RECORD SET
- - -

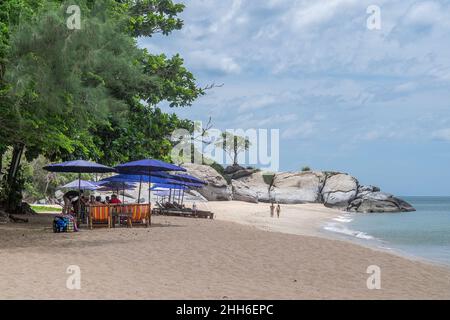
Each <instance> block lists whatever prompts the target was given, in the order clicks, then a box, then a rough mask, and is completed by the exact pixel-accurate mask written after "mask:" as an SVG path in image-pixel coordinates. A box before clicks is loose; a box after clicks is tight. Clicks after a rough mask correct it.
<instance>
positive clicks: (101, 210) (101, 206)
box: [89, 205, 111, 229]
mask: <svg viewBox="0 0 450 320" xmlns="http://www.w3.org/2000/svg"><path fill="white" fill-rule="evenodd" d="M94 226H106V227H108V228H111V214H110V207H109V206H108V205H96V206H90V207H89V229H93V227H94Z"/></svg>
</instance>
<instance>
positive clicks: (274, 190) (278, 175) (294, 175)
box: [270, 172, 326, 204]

- - -

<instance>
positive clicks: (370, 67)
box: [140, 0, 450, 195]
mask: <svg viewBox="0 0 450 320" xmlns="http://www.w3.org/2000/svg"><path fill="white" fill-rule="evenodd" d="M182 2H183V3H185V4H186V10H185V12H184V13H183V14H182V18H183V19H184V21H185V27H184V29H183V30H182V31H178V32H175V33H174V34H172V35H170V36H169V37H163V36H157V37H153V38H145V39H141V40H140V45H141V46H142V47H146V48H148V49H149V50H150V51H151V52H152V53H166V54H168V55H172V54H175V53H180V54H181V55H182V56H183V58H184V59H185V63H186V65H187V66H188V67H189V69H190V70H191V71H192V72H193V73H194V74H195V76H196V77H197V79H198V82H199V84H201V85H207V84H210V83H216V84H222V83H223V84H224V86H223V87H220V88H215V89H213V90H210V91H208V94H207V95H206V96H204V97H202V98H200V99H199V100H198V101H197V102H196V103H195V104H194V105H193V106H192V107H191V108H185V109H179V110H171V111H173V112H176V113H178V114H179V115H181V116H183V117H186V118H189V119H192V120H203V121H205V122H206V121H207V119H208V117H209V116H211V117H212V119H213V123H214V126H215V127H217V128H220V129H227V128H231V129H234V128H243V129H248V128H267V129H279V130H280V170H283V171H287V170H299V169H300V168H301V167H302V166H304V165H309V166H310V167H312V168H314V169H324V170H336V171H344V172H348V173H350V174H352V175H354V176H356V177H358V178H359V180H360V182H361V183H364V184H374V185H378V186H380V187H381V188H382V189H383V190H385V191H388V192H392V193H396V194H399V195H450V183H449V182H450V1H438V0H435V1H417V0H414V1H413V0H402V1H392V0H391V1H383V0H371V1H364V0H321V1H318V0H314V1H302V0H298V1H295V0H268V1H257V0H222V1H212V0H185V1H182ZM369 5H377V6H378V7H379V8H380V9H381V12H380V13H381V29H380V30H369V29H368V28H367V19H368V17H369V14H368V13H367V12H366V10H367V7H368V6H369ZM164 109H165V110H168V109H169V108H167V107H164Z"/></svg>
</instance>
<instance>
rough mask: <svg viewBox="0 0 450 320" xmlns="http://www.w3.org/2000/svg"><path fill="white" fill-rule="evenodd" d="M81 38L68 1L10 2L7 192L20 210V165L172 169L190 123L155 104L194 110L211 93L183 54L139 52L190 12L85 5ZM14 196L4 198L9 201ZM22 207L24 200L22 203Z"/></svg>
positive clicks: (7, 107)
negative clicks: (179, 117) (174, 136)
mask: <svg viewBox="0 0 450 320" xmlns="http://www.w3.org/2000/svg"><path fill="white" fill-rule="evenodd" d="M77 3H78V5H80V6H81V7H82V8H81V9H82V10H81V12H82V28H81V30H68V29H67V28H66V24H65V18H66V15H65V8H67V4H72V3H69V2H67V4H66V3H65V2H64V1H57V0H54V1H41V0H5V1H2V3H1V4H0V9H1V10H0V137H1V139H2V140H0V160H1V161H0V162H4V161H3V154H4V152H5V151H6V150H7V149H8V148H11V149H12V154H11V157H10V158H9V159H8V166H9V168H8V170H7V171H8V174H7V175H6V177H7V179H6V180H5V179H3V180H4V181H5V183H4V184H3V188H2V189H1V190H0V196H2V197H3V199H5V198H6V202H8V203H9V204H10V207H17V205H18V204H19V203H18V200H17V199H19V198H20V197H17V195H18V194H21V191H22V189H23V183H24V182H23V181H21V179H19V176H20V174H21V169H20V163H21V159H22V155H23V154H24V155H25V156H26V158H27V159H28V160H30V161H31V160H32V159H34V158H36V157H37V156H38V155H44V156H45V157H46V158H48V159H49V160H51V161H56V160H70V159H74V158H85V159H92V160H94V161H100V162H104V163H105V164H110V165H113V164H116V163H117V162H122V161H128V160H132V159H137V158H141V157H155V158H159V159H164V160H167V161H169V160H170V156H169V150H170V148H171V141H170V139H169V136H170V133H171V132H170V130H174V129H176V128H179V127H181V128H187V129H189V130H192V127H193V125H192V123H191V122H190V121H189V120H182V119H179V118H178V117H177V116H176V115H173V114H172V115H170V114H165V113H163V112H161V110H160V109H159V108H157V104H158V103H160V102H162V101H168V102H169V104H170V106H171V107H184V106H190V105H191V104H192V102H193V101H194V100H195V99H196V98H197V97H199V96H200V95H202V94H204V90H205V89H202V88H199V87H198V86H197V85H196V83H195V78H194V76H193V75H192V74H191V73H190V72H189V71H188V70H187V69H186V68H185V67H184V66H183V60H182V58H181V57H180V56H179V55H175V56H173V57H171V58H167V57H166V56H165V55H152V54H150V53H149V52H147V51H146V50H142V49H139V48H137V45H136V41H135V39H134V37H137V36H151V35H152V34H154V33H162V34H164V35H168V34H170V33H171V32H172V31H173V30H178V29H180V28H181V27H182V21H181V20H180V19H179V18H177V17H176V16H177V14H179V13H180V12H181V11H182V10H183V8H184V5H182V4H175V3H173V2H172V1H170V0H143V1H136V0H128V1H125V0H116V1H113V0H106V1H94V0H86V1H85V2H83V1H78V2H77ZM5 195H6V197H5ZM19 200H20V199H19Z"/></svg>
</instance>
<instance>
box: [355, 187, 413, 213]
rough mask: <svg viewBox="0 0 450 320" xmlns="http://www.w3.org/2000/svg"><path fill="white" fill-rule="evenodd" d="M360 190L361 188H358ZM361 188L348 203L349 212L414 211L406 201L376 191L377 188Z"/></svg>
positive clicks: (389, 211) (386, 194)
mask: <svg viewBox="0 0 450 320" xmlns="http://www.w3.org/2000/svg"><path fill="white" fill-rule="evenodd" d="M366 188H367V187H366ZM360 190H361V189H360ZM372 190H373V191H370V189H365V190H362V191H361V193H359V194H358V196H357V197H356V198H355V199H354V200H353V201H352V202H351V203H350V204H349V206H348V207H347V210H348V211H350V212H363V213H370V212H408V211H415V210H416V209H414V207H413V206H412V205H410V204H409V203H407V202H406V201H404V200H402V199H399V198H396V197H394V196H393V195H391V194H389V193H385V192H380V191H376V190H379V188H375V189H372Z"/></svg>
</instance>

- - -

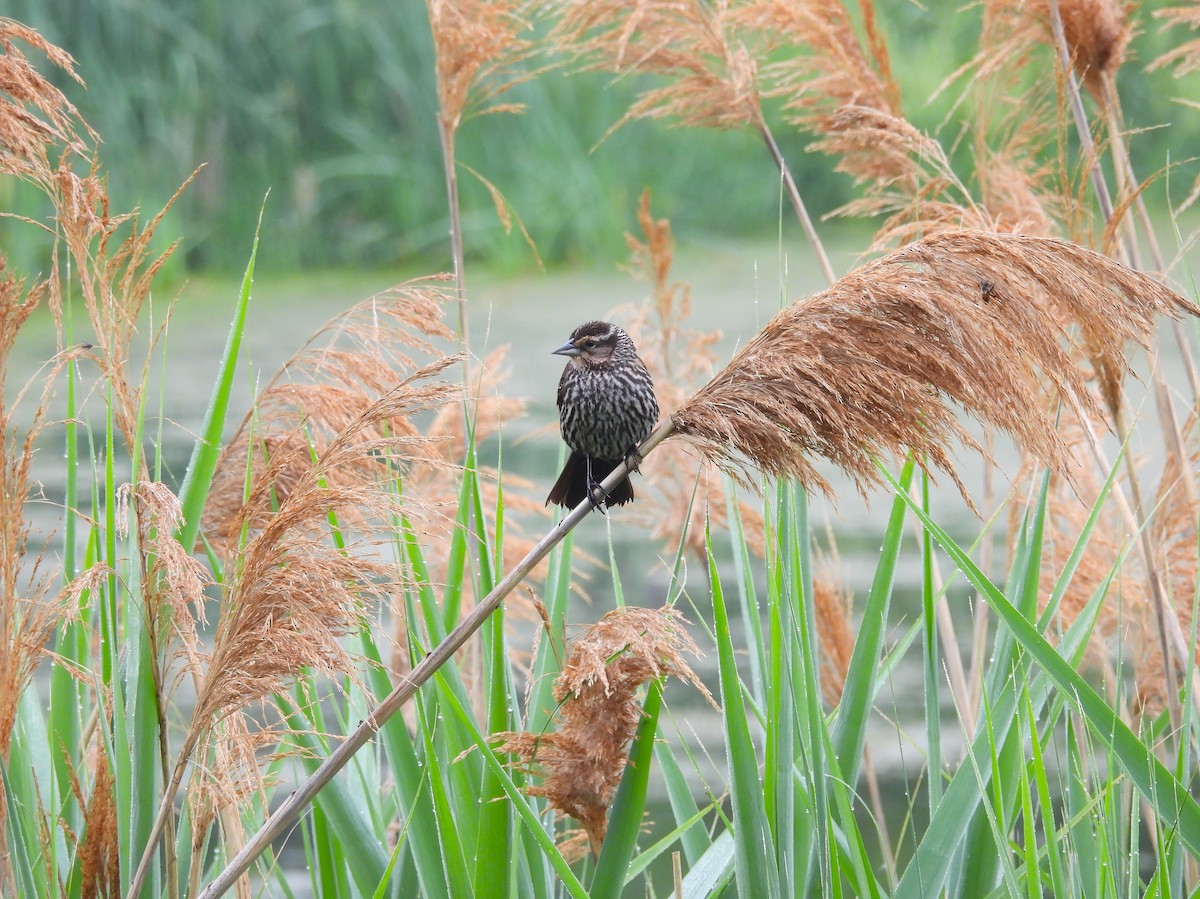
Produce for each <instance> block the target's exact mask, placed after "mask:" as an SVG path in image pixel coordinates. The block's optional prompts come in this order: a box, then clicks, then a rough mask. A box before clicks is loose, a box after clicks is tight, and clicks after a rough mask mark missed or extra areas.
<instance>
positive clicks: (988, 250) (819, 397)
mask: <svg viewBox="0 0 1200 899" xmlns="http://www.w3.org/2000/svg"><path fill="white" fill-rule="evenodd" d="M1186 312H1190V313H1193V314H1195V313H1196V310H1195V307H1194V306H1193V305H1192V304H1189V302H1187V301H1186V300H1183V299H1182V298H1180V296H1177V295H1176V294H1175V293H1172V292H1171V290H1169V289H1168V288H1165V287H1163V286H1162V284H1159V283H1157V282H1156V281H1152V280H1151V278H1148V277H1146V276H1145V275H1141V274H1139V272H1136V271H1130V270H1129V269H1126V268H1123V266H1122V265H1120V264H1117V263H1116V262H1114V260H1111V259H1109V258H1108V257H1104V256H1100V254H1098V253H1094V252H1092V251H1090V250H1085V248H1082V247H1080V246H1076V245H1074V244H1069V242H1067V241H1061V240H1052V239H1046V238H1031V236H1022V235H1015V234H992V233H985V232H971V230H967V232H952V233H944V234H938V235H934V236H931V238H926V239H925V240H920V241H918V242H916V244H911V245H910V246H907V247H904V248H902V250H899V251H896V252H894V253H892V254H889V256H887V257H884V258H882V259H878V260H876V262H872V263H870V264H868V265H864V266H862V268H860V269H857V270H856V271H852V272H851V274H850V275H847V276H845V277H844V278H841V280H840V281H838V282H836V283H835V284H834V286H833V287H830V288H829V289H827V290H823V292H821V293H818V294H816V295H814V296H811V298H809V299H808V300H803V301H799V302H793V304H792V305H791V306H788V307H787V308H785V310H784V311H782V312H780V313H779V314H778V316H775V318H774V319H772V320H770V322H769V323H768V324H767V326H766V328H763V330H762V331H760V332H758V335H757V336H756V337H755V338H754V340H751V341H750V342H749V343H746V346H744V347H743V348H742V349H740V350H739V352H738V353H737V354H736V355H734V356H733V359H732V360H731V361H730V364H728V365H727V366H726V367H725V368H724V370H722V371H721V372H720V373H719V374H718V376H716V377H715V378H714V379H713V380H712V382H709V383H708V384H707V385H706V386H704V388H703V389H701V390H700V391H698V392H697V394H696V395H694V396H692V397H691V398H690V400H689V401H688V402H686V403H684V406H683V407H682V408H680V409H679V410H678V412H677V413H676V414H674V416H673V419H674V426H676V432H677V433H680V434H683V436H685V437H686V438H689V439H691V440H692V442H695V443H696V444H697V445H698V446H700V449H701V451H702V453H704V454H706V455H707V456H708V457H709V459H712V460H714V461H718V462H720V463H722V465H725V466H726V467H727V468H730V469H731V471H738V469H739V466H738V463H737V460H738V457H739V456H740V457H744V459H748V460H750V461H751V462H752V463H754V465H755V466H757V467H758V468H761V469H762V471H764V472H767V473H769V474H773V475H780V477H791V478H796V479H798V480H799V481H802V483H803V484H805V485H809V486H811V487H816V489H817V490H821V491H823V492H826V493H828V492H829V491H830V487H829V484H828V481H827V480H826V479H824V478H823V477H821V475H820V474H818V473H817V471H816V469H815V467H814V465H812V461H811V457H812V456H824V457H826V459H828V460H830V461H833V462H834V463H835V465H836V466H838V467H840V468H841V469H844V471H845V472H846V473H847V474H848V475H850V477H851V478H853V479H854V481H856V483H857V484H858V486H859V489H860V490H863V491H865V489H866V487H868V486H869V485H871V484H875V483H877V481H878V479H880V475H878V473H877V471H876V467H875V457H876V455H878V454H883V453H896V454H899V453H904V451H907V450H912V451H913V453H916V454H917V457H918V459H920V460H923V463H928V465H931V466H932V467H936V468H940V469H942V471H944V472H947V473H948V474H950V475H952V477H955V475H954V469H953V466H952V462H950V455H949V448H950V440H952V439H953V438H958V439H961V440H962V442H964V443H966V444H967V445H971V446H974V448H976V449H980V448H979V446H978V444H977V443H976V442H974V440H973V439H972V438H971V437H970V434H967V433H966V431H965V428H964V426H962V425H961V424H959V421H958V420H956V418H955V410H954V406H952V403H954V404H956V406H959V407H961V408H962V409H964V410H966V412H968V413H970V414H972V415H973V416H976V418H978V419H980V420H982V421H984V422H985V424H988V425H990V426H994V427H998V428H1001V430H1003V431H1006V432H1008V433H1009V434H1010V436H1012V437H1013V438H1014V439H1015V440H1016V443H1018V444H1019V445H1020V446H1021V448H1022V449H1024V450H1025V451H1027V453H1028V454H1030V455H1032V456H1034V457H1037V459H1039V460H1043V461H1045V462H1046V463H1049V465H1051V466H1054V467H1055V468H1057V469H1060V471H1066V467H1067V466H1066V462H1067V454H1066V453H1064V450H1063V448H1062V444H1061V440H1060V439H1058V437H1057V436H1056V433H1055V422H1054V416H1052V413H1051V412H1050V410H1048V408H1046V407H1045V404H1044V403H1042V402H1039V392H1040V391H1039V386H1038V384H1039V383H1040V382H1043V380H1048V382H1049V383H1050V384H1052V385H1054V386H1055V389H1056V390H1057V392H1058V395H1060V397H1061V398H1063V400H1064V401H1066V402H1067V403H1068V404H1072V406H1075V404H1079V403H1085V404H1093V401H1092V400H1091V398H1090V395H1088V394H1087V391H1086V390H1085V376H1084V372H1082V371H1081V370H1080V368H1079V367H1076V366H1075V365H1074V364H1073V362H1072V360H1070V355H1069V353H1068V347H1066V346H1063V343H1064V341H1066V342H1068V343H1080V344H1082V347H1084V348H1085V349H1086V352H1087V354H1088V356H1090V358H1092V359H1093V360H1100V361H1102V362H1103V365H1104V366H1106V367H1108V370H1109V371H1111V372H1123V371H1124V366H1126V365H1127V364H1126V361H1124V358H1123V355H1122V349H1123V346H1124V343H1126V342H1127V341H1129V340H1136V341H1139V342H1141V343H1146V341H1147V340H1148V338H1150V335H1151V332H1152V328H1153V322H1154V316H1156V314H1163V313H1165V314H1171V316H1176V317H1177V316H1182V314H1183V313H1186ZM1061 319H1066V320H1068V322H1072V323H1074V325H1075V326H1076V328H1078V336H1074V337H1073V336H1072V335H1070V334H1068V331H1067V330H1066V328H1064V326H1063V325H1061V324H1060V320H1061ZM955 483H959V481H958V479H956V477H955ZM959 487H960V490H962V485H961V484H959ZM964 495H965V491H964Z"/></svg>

- - -

THE PROBLEM
Render as a numbered list the lines from the one containing "Each <instance> block lists" up to and including the one containing "box: [270, 172, 326, 204]", omitting any blank lines.

WRITTEN ANSWER
1. Each <instance> block lists whatever prompts the target was given, in the order clicks, then a box, then a rough mask, and is completed by the exact pixel-accurate mask written after "mask:" as an SVG path in image-pixel coordinates. A box before clicks is loose; a box after clicks is tight. Clicks after a rough mask correct it.
2. <instance>
3. positive clicks: (101, 210) (101, 206)
4. box: [89, 205, 111, 229]
5. mask: <svg viewBox="0 0 450 320" xmlns="http://www.w3.org/2000/svg"><path fill="white" fill-rule="evenodd" d="M94 226H106V227H108V228H111V214H110V207H109V206H108V205H96V206H90V207H89V229H93V227H94Z"/></svg>
6. </instance>
7. <instance>
8. positive clicks: (274, 190) (278, 175) (294, 175)
9. box: [270, 172, 326, 204]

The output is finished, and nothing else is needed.